EXTRACTED MATERIAL start

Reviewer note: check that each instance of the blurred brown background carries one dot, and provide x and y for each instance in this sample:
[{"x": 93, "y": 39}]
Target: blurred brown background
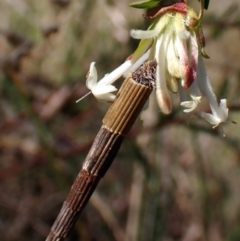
[{"x": 178, "y": 180}]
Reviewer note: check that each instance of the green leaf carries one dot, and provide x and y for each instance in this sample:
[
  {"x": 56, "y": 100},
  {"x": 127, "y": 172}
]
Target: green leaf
[{"x": 145, "y": 4}]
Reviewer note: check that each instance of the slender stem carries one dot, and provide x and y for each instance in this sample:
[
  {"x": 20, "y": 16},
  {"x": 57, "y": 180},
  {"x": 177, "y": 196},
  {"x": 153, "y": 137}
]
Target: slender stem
[{"x": 117, "y": 122}]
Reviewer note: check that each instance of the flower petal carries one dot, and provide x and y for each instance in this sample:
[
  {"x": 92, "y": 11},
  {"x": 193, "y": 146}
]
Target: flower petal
[{"x": 92, "y": 76}]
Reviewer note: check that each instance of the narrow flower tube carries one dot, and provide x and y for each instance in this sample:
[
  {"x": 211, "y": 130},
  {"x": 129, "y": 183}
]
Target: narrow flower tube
[{"x": 175, "y": 40}]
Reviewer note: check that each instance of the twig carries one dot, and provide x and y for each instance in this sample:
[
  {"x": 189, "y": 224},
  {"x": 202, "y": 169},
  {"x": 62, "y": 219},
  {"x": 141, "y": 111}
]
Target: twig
[{"x": 117, "y": 122}]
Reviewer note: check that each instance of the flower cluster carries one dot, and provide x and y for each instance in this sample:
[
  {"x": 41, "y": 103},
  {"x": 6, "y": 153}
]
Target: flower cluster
[{"x": 176, "y": 41}]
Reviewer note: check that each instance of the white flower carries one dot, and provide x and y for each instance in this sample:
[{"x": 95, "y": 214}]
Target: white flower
[{"x": 174, "y": 39}]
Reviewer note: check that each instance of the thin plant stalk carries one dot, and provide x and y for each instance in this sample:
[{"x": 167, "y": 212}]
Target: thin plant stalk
[{"x": 117, "y": 122}]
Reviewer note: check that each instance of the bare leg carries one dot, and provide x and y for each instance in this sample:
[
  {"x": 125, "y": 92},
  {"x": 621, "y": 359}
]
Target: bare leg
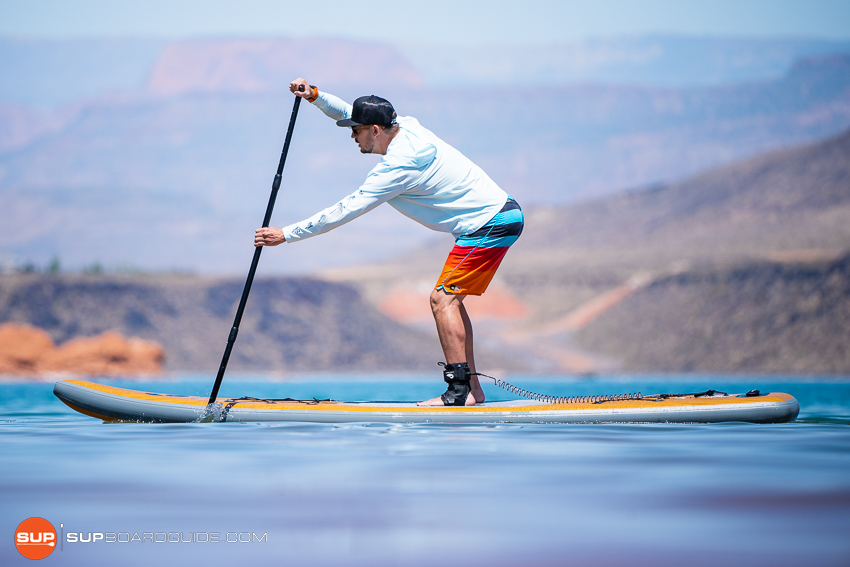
[
  {"x": 475, "y": 387},
  {"x": 455, "y": 331}
]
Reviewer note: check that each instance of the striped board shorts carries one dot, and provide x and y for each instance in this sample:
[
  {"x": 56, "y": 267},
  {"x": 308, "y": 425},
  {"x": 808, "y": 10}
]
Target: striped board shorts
[{"x": 473, "y": 261}]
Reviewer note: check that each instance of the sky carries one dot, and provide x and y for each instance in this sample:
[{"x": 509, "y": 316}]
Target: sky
[{"x": 434, "y": 21}]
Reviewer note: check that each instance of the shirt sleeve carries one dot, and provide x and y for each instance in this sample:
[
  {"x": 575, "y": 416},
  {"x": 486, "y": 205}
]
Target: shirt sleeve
[
  {"x": 382, "y": 184},
  {"x": 333, "y": 106}
]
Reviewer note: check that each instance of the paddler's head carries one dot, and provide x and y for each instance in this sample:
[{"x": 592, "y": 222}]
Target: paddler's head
[{"x": 373, "y": 124}]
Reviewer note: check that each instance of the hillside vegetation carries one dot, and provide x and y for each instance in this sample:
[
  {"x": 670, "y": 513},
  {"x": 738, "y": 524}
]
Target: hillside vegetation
[
  {"x": 741, "y": 268},
  {"x": 289, "y": 324}
]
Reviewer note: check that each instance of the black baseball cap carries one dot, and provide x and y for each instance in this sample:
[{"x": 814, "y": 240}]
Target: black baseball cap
[{"x": 370, "y": 110}]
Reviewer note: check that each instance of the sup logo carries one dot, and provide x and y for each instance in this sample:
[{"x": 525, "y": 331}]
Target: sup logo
[{"x": 35, "y": 538}]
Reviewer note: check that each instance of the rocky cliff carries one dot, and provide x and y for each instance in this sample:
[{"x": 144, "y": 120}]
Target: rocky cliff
[{"x": 296, "y": 324}]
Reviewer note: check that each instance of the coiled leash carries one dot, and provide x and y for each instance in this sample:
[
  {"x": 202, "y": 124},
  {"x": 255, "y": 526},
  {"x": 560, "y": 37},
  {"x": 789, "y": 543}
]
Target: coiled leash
[{"x": 597, "y": 399}]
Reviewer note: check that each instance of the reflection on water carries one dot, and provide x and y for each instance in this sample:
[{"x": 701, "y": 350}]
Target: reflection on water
[{"x": 377, "y": 494}]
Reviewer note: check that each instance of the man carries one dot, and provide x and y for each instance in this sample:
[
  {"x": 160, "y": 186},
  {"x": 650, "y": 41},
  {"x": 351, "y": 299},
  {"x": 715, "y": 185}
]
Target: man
[{"x": 429, "y": 181}]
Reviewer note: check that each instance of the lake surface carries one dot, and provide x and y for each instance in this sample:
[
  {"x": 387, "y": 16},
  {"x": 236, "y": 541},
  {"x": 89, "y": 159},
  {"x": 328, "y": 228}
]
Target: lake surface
[{"x": 377, "y": 494}]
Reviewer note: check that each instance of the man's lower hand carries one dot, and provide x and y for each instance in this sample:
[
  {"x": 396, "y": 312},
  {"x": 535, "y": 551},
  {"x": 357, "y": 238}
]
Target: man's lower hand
[{"x": 269, "y": 236}]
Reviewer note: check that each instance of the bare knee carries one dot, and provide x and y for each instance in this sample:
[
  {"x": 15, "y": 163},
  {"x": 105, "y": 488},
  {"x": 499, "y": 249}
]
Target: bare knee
[{"x": 441, "y": 301}]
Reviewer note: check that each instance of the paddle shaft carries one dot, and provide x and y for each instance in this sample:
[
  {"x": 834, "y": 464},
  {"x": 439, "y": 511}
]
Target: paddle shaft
[{"x": 257, "y": 251}]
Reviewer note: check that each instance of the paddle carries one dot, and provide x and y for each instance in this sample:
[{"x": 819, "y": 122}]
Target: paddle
[{"x": 257, "y": 251}]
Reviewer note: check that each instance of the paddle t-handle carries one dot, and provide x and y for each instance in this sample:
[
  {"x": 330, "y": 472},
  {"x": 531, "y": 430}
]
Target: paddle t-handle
[{"x": 231, "y": 339}]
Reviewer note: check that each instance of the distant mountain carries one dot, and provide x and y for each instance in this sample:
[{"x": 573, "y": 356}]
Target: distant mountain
[
  {"x": 296, "y": 325},
  {"x": 59, "y": 72},
  {"x": 740, "y": 269},
  {"x": 656, "y": 60},
  {"x": 765, "y": 317},
  {"x": 794, "y": 199},
  {"x": 178, "y": 175}
]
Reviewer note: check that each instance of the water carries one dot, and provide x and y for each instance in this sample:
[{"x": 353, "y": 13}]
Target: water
[{"x": 379, "y": 494}]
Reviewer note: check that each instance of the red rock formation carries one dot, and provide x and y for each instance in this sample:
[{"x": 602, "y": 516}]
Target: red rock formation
[{"x": 26, "y": 350}]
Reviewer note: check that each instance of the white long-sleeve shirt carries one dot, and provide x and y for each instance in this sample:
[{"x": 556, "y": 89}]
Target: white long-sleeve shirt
[{"x": 421, "y": 176}]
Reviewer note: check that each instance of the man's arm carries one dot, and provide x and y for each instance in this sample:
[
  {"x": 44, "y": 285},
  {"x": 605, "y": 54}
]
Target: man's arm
[
  {"x": 333, "y": 106},
  {"x": 380, "y": 186}
]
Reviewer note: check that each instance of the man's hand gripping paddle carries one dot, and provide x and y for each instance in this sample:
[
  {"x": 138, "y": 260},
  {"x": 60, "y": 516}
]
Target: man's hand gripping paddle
[{"x": 213, "y": 411}]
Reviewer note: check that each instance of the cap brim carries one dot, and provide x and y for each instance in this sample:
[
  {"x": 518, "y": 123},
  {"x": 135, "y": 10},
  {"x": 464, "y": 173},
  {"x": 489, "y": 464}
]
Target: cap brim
[{"x": 347, "y": 123}]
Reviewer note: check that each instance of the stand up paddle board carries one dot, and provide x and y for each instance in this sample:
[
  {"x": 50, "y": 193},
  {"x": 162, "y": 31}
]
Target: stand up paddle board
[{"x": 110, "y": 404}]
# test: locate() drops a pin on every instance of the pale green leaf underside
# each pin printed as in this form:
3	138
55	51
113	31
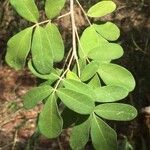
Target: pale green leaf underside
113	74
42	55
110	93
80	135
75	101
103	136
27	9
53	7
101	9
36	95
89	70
79	87
116	111
56	42
50	122
18	48
54	75
106	51
108	30
95	82
89	40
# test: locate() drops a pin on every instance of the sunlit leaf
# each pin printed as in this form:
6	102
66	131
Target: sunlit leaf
89	70
80	135
36	95
53	7
113	74
42	55
18	48
103	136
75	101
50	122
55	40
27	9
108	30
110	93
116	111
101	9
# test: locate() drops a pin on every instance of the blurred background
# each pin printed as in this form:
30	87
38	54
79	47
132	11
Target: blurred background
17	126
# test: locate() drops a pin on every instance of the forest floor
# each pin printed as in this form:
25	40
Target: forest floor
17	125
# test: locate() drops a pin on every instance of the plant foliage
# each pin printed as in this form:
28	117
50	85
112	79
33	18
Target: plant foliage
88	86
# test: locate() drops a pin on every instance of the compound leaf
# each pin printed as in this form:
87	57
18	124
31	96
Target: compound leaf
42	55
116	111
36	95
89	70
75	101
108	30
86	44
79	87
106	51
101	9
50	122
18	48
103	136
27	9
110	93
80	135
55	40
113	74
53	8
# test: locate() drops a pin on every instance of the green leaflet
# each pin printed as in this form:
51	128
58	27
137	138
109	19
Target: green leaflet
108	30
27	9
103	136
18	48
50	122
53	7
89	70
54	75
95	82
36	95
89	40
101	9
79	87
110	93
72	75
116	111
80	135
42	55
55	40
75	101
113	74
106	51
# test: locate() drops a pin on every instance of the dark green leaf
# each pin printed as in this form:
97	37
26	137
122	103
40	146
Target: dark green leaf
18	48
50	122
36	95
101	9
53	7
55	40
113	74
110	93
27	9
77	102
41	52
103	136
80	135
116	111
89	40
108	30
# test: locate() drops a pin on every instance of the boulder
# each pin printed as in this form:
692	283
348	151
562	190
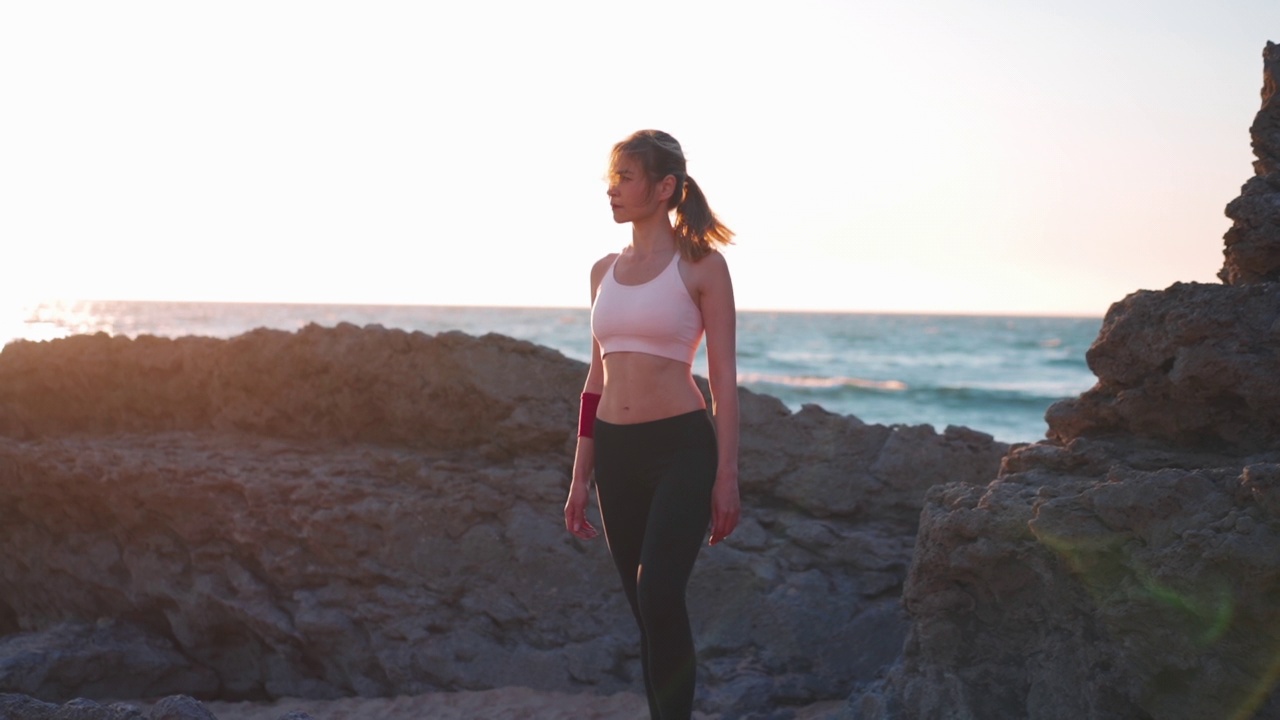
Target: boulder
365	511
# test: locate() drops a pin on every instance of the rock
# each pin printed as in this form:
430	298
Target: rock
1192	365
365	511
181	707
1252	251
346	383
14	706
1129	565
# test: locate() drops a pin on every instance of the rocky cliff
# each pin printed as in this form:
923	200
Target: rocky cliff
1129	566
368	511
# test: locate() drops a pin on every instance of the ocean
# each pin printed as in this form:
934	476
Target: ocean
996	374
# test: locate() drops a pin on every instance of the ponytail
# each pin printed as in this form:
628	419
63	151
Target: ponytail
698	229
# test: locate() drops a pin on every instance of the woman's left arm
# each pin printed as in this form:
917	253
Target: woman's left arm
720	319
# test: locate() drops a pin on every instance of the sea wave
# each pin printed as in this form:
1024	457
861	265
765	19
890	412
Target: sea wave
819	382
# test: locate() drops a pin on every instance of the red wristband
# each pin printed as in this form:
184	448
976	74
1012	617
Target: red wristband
586	414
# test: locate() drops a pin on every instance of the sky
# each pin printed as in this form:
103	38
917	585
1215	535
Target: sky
992	156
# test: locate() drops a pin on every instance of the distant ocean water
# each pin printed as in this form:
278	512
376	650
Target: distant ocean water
996	374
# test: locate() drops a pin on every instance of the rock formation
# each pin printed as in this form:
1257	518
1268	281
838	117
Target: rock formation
368	511
1129	566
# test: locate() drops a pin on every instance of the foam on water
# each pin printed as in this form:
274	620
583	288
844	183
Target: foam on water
993	374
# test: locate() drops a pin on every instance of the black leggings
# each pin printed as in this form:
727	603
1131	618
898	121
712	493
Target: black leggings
653	482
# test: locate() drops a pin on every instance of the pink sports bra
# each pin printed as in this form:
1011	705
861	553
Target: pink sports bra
657	317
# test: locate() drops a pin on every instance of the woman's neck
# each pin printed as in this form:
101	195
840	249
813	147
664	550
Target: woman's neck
653	236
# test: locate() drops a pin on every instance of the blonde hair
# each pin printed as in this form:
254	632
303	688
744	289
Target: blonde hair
698	229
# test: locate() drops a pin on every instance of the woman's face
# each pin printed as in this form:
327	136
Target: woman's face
630	195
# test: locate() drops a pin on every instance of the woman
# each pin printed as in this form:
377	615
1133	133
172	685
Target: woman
662	470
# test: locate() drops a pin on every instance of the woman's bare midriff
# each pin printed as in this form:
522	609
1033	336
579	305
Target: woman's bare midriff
640	387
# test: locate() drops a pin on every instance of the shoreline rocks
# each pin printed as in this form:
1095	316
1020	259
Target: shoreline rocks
321	514
1128	566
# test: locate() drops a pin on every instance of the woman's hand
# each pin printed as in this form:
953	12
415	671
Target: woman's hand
726	507
575	511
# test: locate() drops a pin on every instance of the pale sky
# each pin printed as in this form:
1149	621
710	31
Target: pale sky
960	156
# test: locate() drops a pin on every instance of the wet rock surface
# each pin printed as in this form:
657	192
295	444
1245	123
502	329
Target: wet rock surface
1129	566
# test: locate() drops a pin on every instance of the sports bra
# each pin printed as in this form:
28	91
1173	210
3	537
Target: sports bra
657	318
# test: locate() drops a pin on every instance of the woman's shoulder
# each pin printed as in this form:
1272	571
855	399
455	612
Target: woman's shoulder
603	264
711	265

EXTRACTED MATERIAL end

§ **TASK DESCRIPTION**: Return the line that contains "the shoreline rocks" and all lines after it, verbatim, and nothing else.

§ **PROBLEM SOLUTION**:
# test: locate() drops a pin on every instance of the shoreline rocks
# each pin printed as in this form:
1095	316
1020	259
Target: shoreline rocks
321	514
1128	566
# test: locate() drops a pin on every instance of the woman's hand
# each pin printed as in this form:
953	12
415	671
Target: woman's hand
726	507
575	511
# test: locate() drops a pin on every instance of the pale sky
# each pin printed as in this form:
1149	621
710	31
Target: pale sky
960	156
# test: locate() drops a pin on every instance of the wet rock surface
# each pin printed as in this form:
657	192
295	444
1245	123
502	329
Target: wet rock surface
1129	566
# test: locate() drops a pin on every instance of the sports bra
# each pin printed as in this form:
28	91
1173	210
3	537
Target: sports bra
657	318
# test: locate() drops a pin on every instance of the woman's shoulder
# each pin printed as in this form:
1272	571
855	399
455	612
Target: woman's shoulder
603	264
711	265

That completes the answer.